**Data lines**.
┌──

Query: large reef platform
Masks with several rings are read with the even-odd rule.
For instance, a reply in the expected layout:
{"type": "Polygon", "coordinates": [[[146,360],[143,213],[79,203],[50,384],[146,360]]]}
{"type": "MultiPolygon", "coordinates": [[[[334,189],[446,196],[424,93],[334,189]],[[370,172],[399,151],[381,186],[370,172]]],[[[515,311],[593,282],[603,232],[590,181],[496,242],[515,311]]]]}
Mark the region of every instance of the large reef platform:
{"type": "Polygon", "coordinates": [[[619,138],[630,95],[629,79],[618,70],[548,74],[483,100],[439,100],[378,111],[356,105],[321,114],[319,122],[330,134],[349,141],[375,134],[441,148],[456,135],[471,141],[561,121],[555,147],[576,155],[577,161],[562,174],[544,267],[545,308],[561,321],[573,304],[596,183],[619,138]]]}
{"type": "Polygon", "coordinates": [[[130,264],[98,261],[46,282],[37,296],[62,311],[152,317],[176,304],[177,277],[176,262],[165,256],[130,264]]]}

└──

**Your task**. Reproduce every line of the entries above without changing anything.

**Finished task**.
Query: large reef platform
Masks with several rings are read with the even-odd rule.
For instance, a reply in the expected layout:
{"type": "Polygon", "coordinates": [[[146,360],[143,213],[79,203],[50,384],[146,360]]]}
{"type": "MultiPolygon", "coordinates": [[[[334,189],[446,196],[424,93],[334,189]],[[370,172],[399,151],[381,186],[370,172]]],[[[515,311],[593,282],[603,232],[590,181],[496,242],[515,311]]]]}
Mark the region of every instance of the large reef platform:
{"type": "Polygon", "coordinates": [[[619,138],[630,95],[629,79],[618,70],[548,74],[483,100],[439,100],[378,111],[356,105],[321,114],[319,122],[330,134],[349,141],[375,134],[441,148],[456,135],[471,141],[561,121],[555,147],[576,155],[577,161],[562,174],[544,267],[545,308],[561,321],[573,304],[596,183],[619,138]]]}
{"type": "Polygon", "coordinates": [[[130,264],[98,261],[46,282],[37,296],[62,311],[152,317],[176,304],[177,277],[176,262],[165,256],[130,264]]]}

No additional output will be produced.